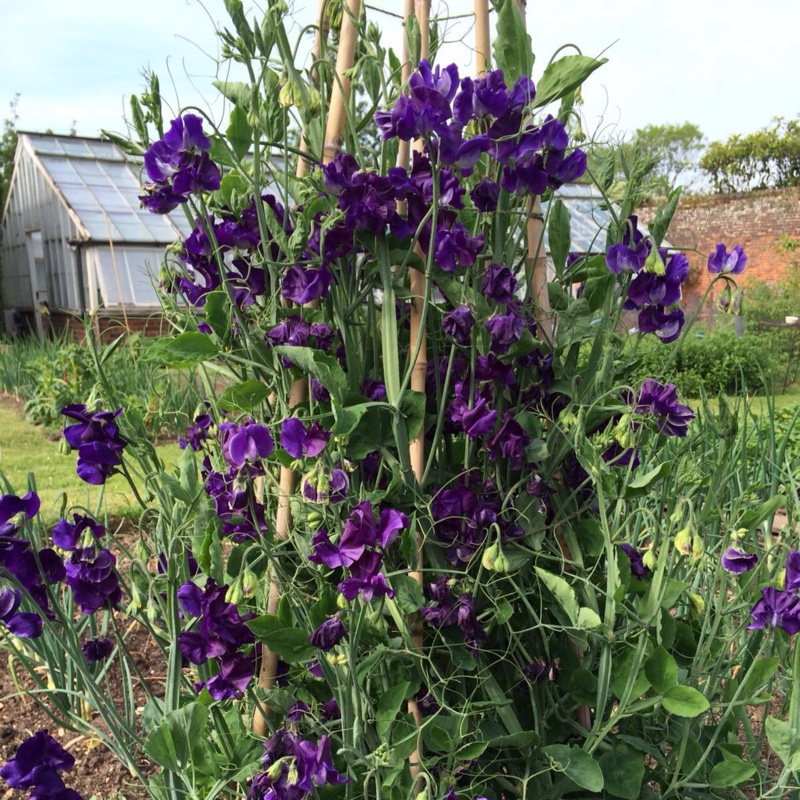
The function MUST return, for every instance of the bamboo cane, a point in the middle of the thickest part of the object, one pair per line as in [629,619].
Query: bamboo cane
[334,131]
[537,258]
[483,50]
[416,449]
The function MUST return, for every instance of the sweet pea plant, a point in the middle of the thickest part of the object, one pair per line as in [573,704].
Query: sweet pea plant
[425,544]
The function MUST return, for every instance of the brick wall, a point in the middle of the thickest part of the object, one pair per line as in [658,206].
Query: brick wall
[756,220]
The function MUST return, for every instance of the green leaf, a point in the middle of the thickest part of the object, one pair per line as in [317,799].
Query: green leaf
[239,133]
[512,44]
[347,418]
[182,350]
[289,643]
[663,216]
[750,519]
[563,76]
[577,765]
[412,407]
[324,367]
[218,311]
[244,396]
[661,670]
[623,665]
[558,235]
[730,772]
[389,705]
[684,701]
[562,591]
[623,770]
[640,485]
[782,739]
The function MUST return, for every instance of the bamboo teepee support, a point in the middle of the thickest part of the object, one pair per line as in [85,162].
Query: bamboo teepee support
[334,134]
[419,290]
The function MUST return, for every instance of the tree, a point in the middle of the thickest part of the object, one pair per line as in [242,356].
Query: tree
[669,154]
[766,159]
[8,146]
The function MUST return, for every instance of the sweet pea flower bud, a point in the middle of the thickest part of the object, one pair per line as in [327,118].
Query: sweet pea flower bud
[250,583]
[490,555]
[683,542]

* * *

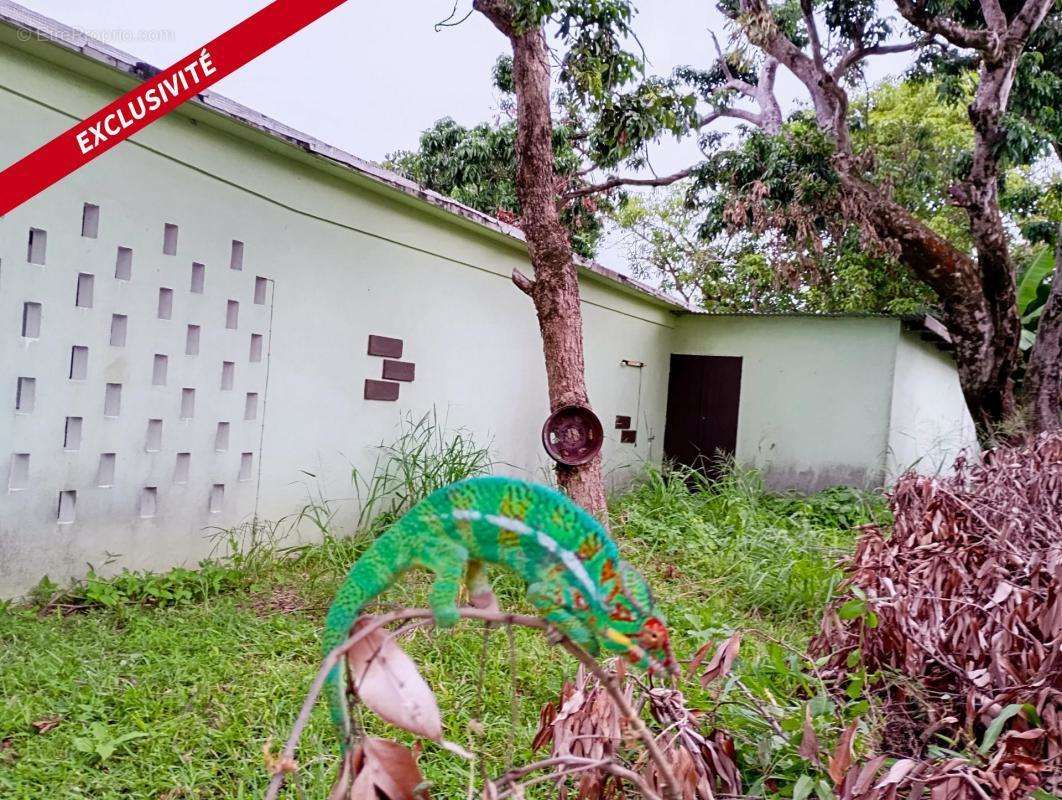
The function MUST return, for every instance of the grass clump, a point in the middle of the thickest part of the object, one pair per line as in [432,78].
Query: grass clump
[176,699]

# Description of the task
Pick out each line of the material above that contains the word "plant", and copy those lines.

# Written response
The function MUST return, for every instance of the sweet pea plant, a point in the middle of the thickest part of the object, one pair per line as in [573,704].
Query: sweet pea plant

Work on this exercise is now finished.